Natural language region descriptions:
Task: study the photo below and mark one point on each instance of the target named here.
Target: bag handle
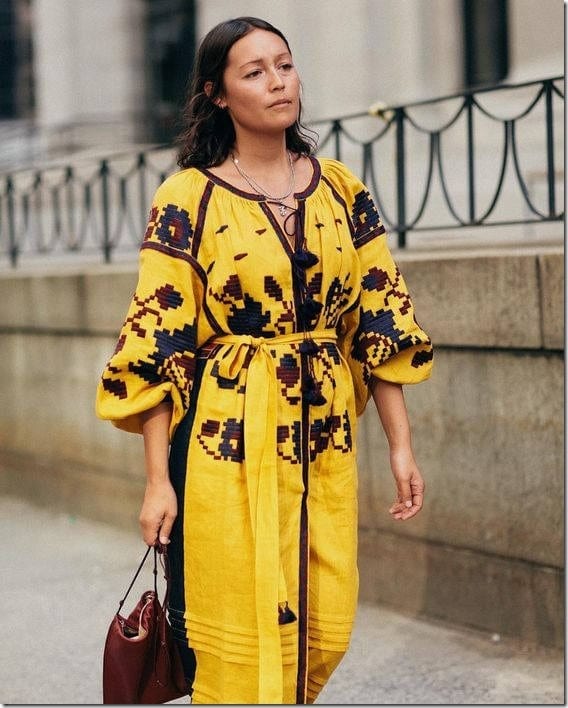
(163, 551)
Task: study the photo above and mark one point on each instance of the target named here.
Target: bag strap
(121, 603)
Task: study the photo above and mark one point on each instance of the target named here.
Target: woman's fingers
(410, 498)
(166, 528)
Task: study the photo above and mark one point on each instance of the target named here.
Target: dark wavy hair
(208, 135)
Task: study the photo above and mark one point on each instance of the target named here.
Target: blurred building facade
(78, 75)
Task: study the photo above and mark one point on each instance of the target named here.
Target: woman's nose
(276, 81)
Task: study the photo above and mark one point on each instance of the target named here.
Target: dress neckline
(316, 174)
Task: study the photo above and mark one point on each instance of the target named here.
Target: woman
(268, 311)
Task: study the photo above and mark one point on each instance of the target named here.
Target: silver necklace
(282, 208)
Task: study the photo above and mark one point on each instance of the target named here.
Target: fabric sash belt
(260, 464)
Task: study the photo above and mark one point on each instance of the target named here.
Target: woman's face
(261, 88)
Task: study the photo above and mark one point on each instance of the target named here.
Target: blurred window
(486, 41)
(170, 49)
(16, 71)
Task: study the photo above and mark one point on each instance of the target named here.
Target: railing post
(107, 245)
(141, 167)
(470, 158)
(336, 129)
(550, 149)
(400, 178)
(13, 244)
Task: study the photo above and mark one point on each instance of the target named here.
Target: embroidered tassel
(285, 614)
(305, 259)
(311, 392)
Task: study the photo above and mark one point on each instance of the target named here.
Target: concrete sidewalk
(62, 578)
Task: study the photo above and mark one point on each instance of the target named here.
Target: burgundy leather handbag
(141, 662)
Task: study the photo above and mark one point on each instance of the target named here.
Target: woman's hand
(409, 485)
(158, 512)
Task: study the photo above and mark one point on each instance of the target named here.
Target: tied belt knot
(260, 466)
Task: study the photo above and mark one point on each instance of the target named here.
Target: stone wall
(486, 551)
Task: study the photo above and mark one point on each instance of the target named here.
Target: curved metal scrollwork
(101, 207)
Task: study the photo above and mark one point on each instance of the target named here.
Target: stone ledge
(504, 300)
(492, 594)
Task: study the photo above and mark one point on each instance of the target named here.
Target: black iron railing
(101, 206)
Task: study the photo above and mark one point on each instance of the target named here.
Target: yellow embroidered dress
(265, 352)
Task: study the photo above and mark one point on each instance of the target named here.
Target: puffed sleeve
(386, 340)
(154, 358)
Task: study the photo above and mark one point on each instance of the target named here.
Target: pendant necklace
(282, 208)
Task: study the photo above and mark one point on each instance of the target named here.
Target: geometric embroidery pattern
(289, 442)
(171, 226)
(222, 442)
(172, 356)
(333, 431)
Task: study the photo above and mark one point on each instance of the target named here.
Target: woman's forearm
(389, 401)
(155, 429)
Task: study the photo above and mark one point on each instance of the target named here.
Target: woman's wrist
(157, 478)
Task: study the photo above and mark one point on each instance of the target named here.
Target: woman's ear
(218, 101)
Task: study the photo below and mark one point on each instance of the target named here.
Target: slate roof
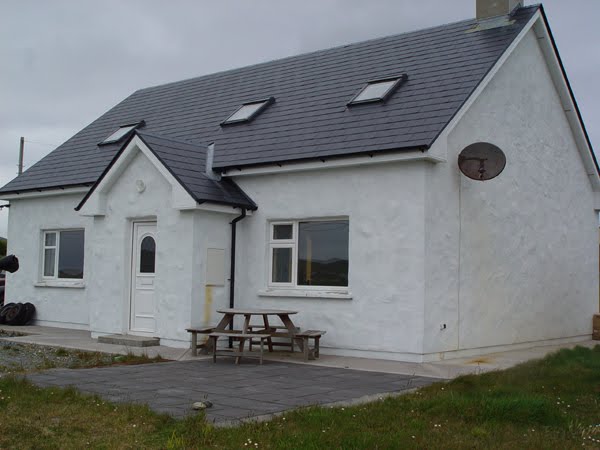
(309, 119)
(186, 163)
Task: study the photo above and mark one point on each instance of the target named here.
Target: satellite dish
(481, 161)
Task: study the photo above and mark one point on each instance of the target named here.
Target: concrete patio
(237, 392)
(284, 382)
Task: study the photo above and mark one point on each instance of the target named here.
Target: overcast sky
(64, 63)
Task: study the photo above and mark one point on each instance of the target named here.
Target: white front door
(142, 278)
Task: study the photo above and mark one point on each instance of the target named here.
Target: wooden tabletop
(258, 312)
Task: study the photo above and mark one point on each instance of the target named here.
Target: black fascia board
(323, 158)
(46, 188)
(266, 102)
(400, 80)
(564, 74)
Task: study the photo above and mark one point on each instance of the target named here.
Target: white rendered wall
(385, 206)
(55, 306)
(527, 239)
(179, 290)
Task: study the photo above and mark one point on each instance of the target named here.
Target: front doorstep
(129, 340)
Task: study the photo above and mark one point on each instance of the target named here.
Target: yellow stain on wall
(207, 306)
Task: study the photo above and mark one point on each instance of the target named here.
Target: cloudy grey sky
(64, 63)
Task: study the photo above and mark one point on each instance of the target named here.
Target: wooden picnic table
(283, 314)
(230, 313)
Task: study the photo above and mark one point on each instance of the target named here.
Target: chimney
(486, 9)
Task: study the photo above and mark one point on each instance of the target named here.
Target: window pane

Exercise:
Extract the text of all the records above verbatim, excluding pictures.

Response to this task:
Task: study the photo below and mark one point on each instance of the target named here.
Target: bag handle
(163, 551)
Task: study the photo above and mark one point on each instance of the target named here.
Target: bag strap
(121, 603)
Task: study the photo above and mark one point on each instance of the target named here.
Target: woman's fingers
(410, 498)
(166, 528)
Task: study the photo above and mark one point on each instance of the target named here.
Target: dark wavy hair
(208, 135)
Task: study the photo above and mark one point on each instance of the target named here.
Target: blurred building facade
(78, 75)
Task: study the photo above and mark one point on each instance of the target named here.
Target: woman's nose
(276, 81)
Task: study the photo above and mark one point on each instance of the target named here.
Target: dress neckline
(316, 174)
Task: study the photo above and mark one point on each instance of the target named here.
Target: woman
(268, 311)
Task: study the photo above and mark one point on each instance of the target named here.
Target: silver necklace
(282, 208)
Task: study the photo above and mark one point on each instance of the target named here.
Target: fabric sash belt
(260, 464)
Task: study the photo above and mark one point on each instance of the target named here.
Target: woman's face
(261, 88)
Task: study the photo above and mark one point on each instance of the target named here.
Target: blurred window
(486, 41)
(170, 49)
(16, 71)
Task: study the photo above and mark one point on each instance of the target named here.
Target: railing post
(107, 245)
(141, 167)
(470, 158)
(336, 129)
(550, 149)
(400, 178)
(13, 244)
Task: study the photo above and mark one point on each instance of the target named here.
Target: embroidered tassel
(285, 614)
(305, 259)
(311, 392)
Task: study the photo above and mark one point on each instance of the target named here.
Target: concrete sidewalk
(62, 578)
Task: study the photo above and mark one point on each instance of the target named here.
Target: burgundy leather handbag
(141, 662)
Task: study the photo above and mark one point on each instance of the target named here.
Target: woman's hand
(409, 485)
(158, 512)
Task: study the photo above and mark one point on each instance of the target named here.
Target: tied belt knot
(260, 466)
Task: study the photo above and mark one point on each instance of the target named here.
Target: stone wall
(486, 551)
Task: study the photo above and mark one point on each instance of the target named here.
Target: curved metal scrollwork
(101, 207)
Task: study the photo above and mark one point on each instance of the target named here.
Target: stone ledge
(504, 300)
(492, 594)
Task: study the photo above and mark one point on each instance of the target named here.
Target: black iron railing
(101, 206)
Task: study the photo above and mark one point on each instance of the target named here.
Target: yellow embroidered dress
(265, 352)
Task: study the photo above and mark one point on each instance of the target named here.
Target: puffed sleeve
(386, 340)
(154, 358)
Task: study the photo above and mark one point on each instance of the target named here.
Target: pendant necklace
(282, 208)
Task: study the photo above and mark one point on each instance of the target named here.
Target: geometric embroidery pattern
(289, 442)
(171, 226)
(222, 442)
(172, 356)
(333, 431)
Task: study the photo above and mark one point on each instance of the target named here.
Target: woman's forearm
(389, 401)
(155, 429)
Task: study the photo above and mark one point on each instance of the target named here.
Target: woman's wrist
(157, 478)
Task: study the photo above and mark one point on each instance of the target named here.
Target: woman's ear
(218, 101)
Task: study the photo below and mark one point on each instance of the target named here.
Target: slate roof
(309, 119)
(186, 163)
Task: study the photo above and mark one point on each instance of the target named here.
Target: satellite dish
(481, 161)
Task: study the photo above and mark one point on each instance of the target named here.
Target: concrete patio
(237, 392)
(284, 382)
Task: study the photo above and mark one point on each instance of the target named here.
Target: overcast sky
(64, 63)
Task: study the photo above and mark one point on each instance of the target named here.
Target: white front door
(142, 278)
Task: study the photo above and mark one point on each instance of the target named here.
Target: wooden tabletop
(258, 312)
Task: study the photo above and mark one point on each instance of the target named here.
Target: black fascia board
(323, 158)
(46, 188)
(266, 102)
(400, 80)
(564, 74)
Task: study the photo above and mark one point on each instance of the target named here.
Target: white rendered wall
(385, 206)
(55, 306)
(527, 239)
(179, 290)
Task: study the photo above and mark one point on each instance of the target named here.
Target: front doorstep
(129, 340)
Task: study the photo above and mark one point on each instance of the target named here.
Target: yellow stain on wall
(207, 306)
Task: study the photo above and mark one point on each instance of the target named here.
Target: cloudy grey sky
(64, 63)
Task: study the photo above and mark one point on each instance of the target named here.
Target: wooden picnic table
(283, 314)
(230, 313)
Task: study the photo above and mark one point on each instance of the target named here.
Target: chimney
(486, 9)
Task: study the photo above and mark one point on each instance of the target named here.
Target: window pane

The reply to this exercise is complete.